• **PROVIDED TEXT**:

==============================

Monday, October 14, 2013

PHD Gallery: Saturday, 2 November 2013

An Altered Reality: Surreal Photo Still Life and Hand Woven Photographs
Linda Mueller. Emily Stremming.

November 2 through November 30, 2013.
Opening Reception, Saturday November 2, 2013, from 7 to 10pm.

Lily Tomlin once mused, “Reality is the leading cause of stress among those in touch with it.” In An Altered Reality, two women use cameras to create images that stretch verisimilitude to the breaking point. Linda Mueller uses pixel manipulation to create still lifes that look like Salvador Dali paintings. Emily Stremming employs a sharp blade and a hands-on weaving technique to create photographic cityscapes that appear pixelated. Each woman shoots photographs of a familiar reality then, through radical reconstruction, creates an altered reality that is recognizable, yet strangely unfamiliar. Twenty-four images are on view at PHD Gallery from November 2- 30, 2013 with a free public reception for the artists on Saturday, November 2, from 7-10PM.

Inspired by the still life painting of Georges Braque, Mueller considers her work object portraiture. On the surface, the collection of photographs represents owned objects. In actuality, it is an interpretation of personal stories and history. The portraits are intimate glimpses into what objects individuals cherish which attempt to blur the lines between memories, recollections, and character. In one image we see an open suitcase atop an antique medical cabinet. The case contains hundreds of dollars, two snakes intertwined, and a freshly pressed sports shirt. We begin to realize that the case and the cabinet have impossible perspective and that lids and drawers could not possibly close, and that, in fact, everything is tilted slightly forward. Another still life shows a nightstand with an ax and a bible on top and a porcelain clock precariously balanced on two legs. In another image we see only a chair in a room with windows overlooking a wooded area. The chair combines multiple angles that do not relate, yet, like a staircase from an Escher drawing, they somehow come together. Though Mueller’s images defy basic physics, they illuminate basic challenges of human existence.

Delving into photographic theory including the writing of Roland Barthes, Stremming challenges the qualities and limitations of the photographic medium and the connotations that apply to the language of photography. She creates images that go against the notion of a photographs being a reproducible object. The digital revolution of photography has made her question the ways in which a photograph can be constructed. Choosing cityscapes as her subject matter, Stremming uses a large format camera to capture clarity, but more importantly, to combine old traditions with new ones. She creates archival pigment prints that are physically deconstructed, then reconstructed by literally cutting them to ribbons, and then employing a traditional weaving technique to put them back together. The process of weaving two similar images together not only slows down the process of physically constructing the image by hand, but it also allows the viewer to read the image more slowly, in a fragmented form that, oddly enough, mimics a pixilated image. Each woven digital print is a one of a kind confluence of modern and historical process.

==============================

• **RECORDED DATA**:

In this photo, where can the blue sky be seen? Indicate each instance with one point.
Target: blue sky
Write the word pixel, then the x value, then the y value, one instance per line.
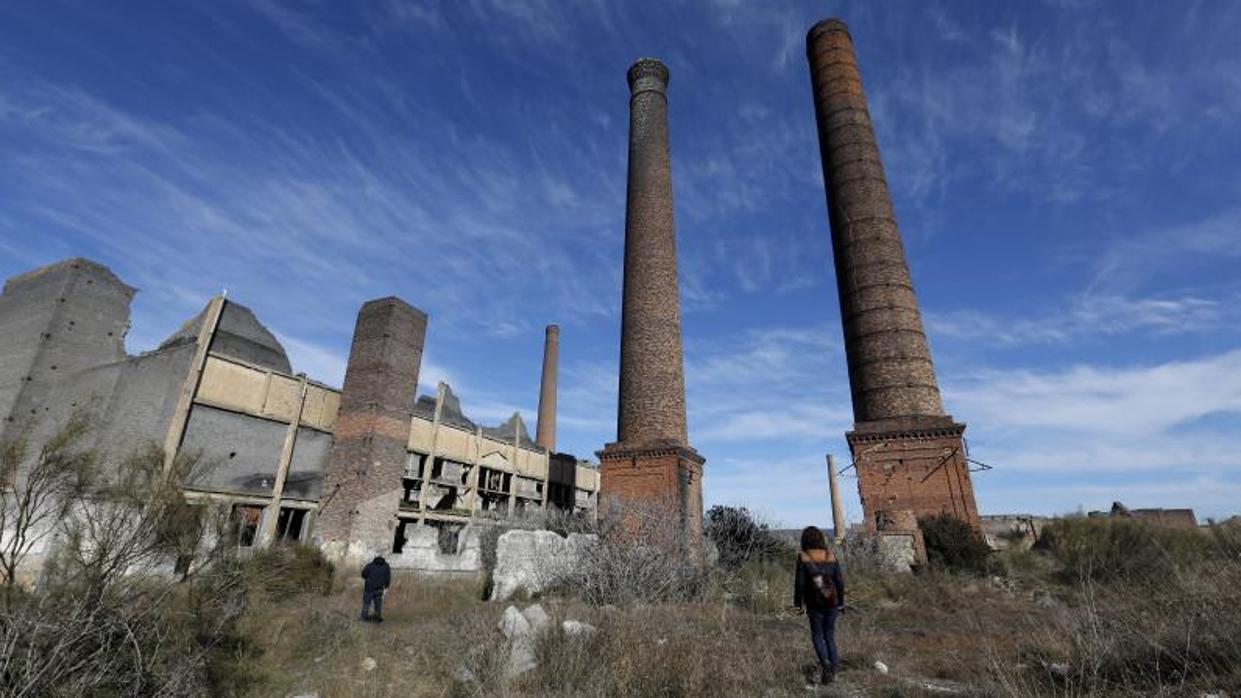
pixel 1066 174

==============================

• **PARTS OF THE EXERCISE**:
(A) List every person named in the exhibition announcement.
(B) Rewrite the exhibition announcement from "Monday, October 14, 2013" up to and including "from 7 to 10pm.", replacing "Opening Reception" with "Artists' Reception".
(C) For each statement, say whether it agrees with the exhibition announcement. Answer yes or no, and quote the words that decide it.
(i) Twenty-four images are shown in the exhibition.
(ii) Stremming takes her cityscapes with a small handheld camera.
(iii) Mueller's still lifes were inspired by the painting of Georges Braque.

• **RESPONSES FOR EACH TASK**:
(A) Lily Tomlin, Linda Mueller, Emily Stremming, Salvador Dali, Georges Braque, Escher, Roland Barthes

(B)
Monday, October 14, 2013

PHD Gallery: Saturday, 2 November 2013

An Altered Reality: Surreal Photo Still Life and Hand Woven Photographs
Linda Mueller. Emily Stremming.

November 2 through November 30, 2013.
Artists' Reception, Saturday November 2, 2013, from 7 to 10pm.

(C)
(i) Yes: "Twenty-four images are on view at PHD Gallery"
(ii) No: "Stremming uses a large format camera to capture clarity"
(iii) Yes: "Inspired by the still life painting of Georges Braque, Mueller considers her work object portraiture."